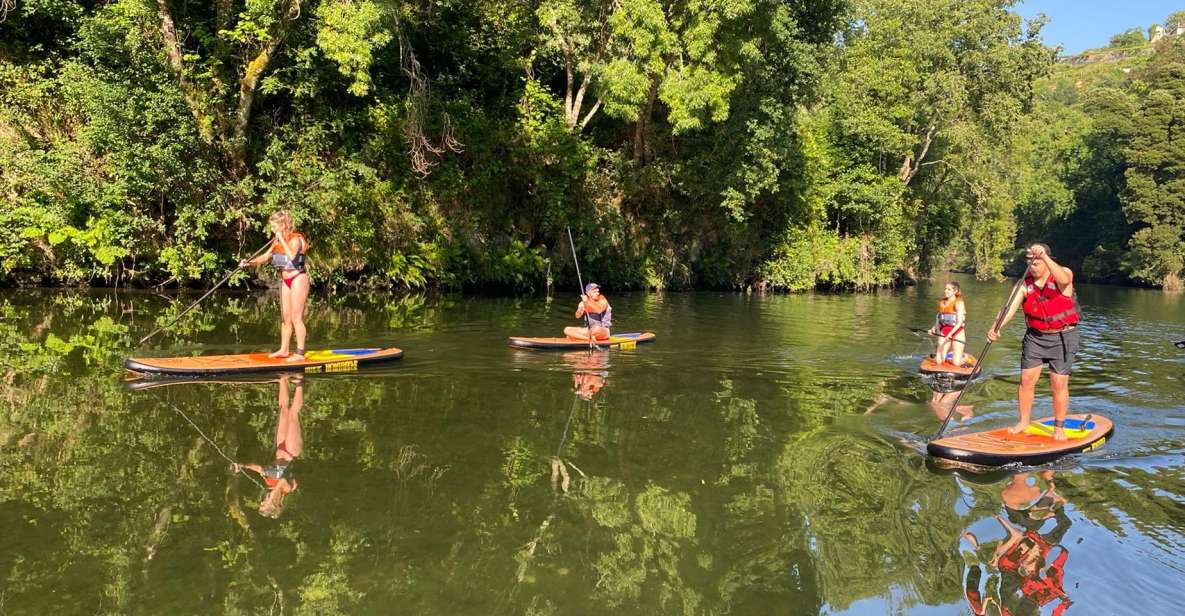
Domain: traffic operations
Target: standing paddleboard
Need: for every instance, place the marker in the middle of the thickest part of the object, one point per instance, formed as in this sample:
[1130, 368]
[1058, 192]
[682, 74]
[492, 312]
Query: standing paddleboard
[332, 360]
[616, 340]
[929, 366]
[1036, 446]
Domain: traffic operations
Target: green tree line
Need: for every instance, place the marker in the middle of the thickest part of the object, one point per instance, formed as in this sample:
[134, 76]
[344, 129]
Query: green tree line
[766, 143]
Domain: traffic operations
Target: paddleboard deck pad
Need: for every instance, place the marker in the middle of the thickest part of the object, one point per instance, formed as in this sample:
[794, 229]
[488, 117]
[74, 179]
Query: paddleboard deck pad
[997, 448]
[330, 360]
[614, 341]
[929, 366]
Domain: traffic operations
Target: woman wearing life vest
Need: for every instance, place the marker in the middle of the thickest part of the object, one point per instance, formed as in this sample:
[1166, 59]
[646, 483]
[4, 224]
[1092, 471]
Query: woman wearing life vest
[1051, 315]
[949, 325]
[288, 256]
[596, 308]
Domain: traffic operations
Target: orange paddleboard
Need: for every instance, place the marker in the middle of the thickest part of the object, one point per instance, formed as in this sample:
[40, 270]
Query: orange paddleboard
[616, 340]
[997, 448]
[933, 367]
[331, 360]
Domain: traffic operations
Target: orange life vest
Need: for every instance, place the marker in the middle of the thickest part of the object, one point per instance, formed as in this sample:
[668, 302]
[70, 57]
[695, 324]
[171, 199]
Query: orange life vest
[948, 312]
[1048, 308]
[276, 246]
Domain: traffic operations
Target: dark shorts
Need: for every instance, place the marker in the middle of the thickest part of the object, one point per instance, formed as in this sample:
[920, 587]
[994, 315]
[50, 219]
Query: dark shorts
[1056, 350]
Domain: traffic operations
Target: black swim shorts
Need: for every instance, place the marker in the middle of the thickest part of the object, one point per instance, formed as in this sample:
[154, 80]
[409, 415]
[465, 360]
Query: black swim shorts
[1054, 348]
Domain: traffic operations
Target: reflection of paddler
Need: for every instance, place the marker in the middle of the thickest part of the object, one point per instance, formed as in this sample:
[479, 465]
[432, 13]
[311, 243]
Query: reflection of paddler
[589, 372]
[277, 476]
[595, 309]
[1026, 504]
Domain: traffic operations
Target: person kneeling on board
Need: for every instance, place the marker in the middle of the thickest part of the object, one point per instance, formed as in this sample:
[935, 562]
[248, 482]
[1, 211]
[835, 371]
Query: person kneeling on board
[596, 312]
[948, 326]
[1051, 315]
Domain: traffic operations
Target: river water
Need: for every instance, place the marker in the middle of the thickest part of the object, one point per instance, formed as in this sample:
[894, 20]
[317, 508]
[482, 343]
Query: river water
[762, 456]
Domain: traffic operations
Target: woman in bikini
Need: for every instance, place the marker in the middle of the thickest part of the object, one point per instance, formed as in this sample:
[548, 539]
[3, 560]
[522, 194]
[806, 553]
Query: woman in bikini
[288, 256]
[596, 312]
[277, 476]
[949, 326]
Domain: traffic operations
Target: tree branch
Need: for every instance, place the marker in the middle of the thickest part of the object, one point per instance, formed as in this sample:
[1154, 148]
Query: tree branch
[175, 63]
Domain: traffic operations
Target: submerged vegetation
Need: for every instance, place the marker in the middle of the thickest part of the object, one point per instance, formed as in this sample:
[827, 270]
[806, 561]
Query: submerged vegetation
[745, 143]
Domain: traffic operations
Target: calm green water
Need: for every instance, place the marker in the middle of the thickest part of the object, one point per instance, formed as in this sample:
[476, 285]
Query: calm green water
[761, 457]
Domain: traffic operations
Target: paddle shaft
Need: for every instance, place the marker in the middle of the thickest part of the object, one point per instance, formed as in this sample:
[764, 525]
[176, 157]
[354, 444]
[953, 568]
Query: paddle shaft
[194, 305]
[580, 280]
[982, 354]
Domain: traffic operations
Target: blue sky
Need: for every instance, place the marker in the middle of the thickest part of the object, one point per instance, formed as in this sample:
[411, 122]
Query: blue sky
[1080, 25]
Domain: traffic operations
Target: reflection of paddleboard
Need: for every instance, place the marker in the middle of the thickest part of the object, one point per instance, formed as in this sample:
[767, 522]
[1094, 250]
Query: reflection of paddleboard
[616, 340]
[331, 360]
[929, 366]
[140, 382]
[995, 448]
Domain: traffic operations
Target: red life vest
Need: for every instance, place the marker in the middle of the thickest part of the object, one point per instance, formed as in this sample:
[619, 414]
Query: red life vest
[948, 312]
[1048, 308]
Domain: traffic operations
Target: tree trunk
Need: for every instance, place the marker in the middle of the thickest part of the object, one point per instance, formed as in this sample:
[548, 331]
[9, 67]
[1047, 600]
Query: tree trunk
[910, 166]
[644, 121]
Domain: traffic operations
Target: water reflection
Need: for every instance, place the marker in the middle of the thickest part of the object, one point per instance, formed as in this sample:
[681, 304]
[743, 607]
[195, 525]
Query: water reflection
[590, 369]
[1020, 568]
[279, 479]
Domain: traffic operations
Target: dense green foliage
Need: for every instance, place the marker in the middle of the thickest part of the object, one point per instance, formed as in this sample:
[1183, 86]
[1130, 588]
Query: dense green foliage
[748, 142]
[1109, 165]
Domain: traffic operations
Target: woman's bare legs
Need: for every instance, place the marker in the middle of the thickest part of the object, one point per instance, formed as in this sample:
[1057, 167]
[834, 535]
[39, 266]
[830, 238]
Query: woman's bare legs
[286, 327]
[298, 297]
[288, 432]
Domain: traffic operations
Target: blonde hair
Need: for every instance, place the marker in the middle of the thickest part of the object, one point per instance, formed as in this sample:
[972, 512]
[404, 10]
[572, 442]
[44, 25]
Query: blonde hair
[283, 219]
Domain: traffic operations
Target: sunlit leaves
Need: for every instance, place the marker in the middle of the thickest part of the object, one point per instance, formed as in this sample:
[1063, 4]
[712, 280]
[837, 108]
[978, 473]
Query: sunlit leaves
[350, 33]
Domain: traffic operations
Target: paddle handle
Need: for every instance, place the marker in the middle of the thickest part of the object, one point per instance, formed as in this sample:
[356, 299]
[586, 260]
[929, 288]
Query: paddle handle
[982, 354]
[194, 305]
[580, 280]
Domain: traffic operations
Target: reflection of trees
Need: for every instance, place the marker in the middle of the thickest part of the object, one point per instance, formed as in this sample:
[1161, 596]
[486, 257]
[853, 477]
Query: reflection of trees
[876, 519]
[683, 502]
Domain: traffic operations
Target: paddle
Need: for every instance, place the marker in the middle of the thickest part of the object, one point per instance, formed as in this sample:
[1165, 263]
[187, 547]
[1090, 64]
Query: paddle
[982, 354]
[192, 306]
[580, 280]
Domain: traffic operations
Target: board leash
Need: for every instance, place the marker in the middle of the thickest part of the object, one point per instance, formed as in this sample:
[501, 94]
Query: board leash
[221, 453]
[194, 305]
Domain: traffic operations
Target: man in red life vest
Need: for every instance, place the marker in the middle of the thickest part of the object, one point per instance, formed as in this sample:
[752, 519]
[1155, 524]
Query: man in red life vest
[1051, 315]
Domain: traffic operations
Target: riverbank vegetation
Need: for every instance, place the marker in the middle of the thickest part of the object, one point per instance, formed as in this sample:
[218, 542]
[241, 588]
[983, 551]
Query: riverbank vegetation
[716, 145]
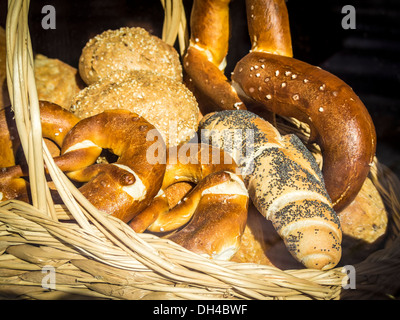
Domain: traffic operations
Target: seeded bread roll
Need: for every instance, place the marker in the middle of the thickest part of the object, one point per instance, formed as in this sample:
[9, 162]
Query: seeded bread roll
[284, 182]
[164, 102]
[56, 81]
[127, 49]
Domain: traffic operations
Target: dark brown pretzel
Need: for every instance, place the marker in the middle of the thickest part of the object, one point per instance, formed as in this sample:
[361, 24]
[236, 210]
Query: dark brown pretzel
[269, 78]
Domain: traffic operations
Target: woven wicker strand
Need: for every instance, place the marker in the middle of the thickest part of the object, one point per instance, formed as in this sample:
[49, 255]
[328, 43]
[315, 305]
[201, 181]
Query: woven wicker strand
[99, 257]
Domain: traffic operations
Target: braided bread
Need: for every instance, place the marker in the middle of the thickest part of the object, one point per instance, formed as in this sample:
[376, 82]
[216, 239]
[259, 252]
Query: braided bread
[268, 78]
[285, 184]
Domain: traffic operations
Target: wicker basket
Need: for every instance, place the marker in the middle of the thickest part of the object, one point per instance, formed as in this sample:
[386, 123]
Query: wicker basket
[98, 257]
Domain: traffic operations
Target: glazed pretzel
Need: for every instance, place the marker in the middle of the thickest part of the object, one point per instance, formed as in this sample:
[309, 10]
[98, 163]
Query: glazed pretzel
[269, 77]
[56, 123]
[213, 214]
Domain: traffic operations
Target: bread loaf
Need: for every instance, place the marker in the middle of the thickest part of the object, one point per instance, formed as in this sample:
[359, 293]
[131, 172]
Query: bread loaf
[127, 49]
[284, 182]
[164, 102]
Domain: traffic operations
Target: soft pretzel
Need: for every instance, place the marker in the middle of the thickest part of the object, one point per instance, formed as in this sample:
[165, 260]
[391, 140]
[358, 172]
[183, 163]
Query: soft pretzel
[56, 123]
[269, 77]
[213, 214]
[285, 184]
[127, 49]
[204, 61]
[125, 187]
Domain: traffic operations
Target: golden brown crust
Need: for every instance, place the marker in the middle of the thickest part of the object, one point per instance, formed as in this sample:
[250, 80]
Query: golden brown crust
[210, 82]
[204, 61]
[268, 24]
[285, 184]
[56, 123]
[56, 81]
[164, 102]
[209, 27]
[4, 97]
[126, 187]
[127, 49]
[216, 228]
[364, 223]
[339, 121]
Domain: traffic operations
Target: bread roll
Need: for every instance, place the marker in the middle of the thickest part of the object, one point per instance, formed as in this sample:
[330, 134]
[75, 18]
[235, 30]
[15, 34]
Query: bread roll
[284, 182]
[56, 81]
[127, 49]
[162, 101]
[4, 97]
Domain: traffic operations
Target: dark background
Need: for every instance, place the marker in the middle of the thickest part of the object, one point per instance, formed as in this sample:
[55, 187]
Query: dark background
[367, 58]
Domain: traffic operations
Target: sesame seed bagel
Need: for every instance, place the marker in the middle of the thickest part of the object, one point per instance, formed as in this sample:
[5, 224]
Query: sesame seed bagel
[284, 183]
[164, 102]
[127, 49]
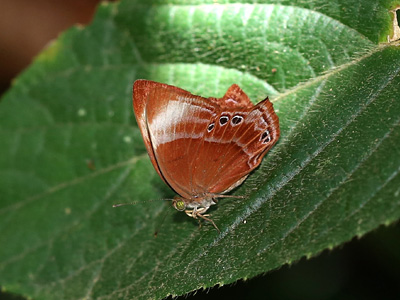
--------------------------------------------------
> Requirement
An exact, complete copy of the lines above from the one with "Target: paddleboard deck pad" through the one with "Target: reflection of paddler" is the whole answer.

> Response area
Target: paddleboard deck pad
Need: for every instance, place the marker in the middle of the thickest part of the object, one point per instance, formed as in this sample:
[794, 229]
[488, 117]
[74, 179]
Query: paddleboard deck pad
[997, 448]
[330, 360]
[614, 341]
[929, 366]
Domain: traffic operations
Target: woman wearing life vest
Need: for every instance, place the marker in the middle of the thickest part of the object, one point per instance, formed as in this sample:
[1166, 59]
[646, 483]
[4, 224]
[1092, 471]
Query: woman wearing life vest
[1051, 315]
[949, 325]
[288, 256]
[596, 308]
Domain: traffic operations
Target: orange paddleboard
Need: for every instance, place the marker in the middle of the thickest part of the object, one point per instance, formed as in this sample:
[40, 270]
Query: orange paddleboard
[616, 340]
[997, 448]
[933, 367]
[331, 360]
Domain: traffic operations
Target: orange life vest
Need: for every instance, place the marker in the middle of the thickest part of the object, one point per instance, formed as in this sample:
[668, 302]
[70, 57]
[695, 324]
[171, 199]
Query: orange life vest
[948, 312]
[1048, 308]
[276, 246]
Domain: traffic operations
Target: dark shorts
Need: for every instance, place the marker in the middle of the thickest part of the object, one point per instance, formed as in this sample:
[920, 587]
[994, 315]
[50, 219]
Query: dark shorts
[1056, 350]
Domain: traffic operations
Target: black swim shorts
Need: for every instance, place the marker in the middle of the thickest part of the object, one point per instance, formed as in this sample:
[154, 80]
[409, 415]
[465, 360]
Query: black swim shorts
[1054, 348]
Domain: traffic operations
Target: reflection of paddler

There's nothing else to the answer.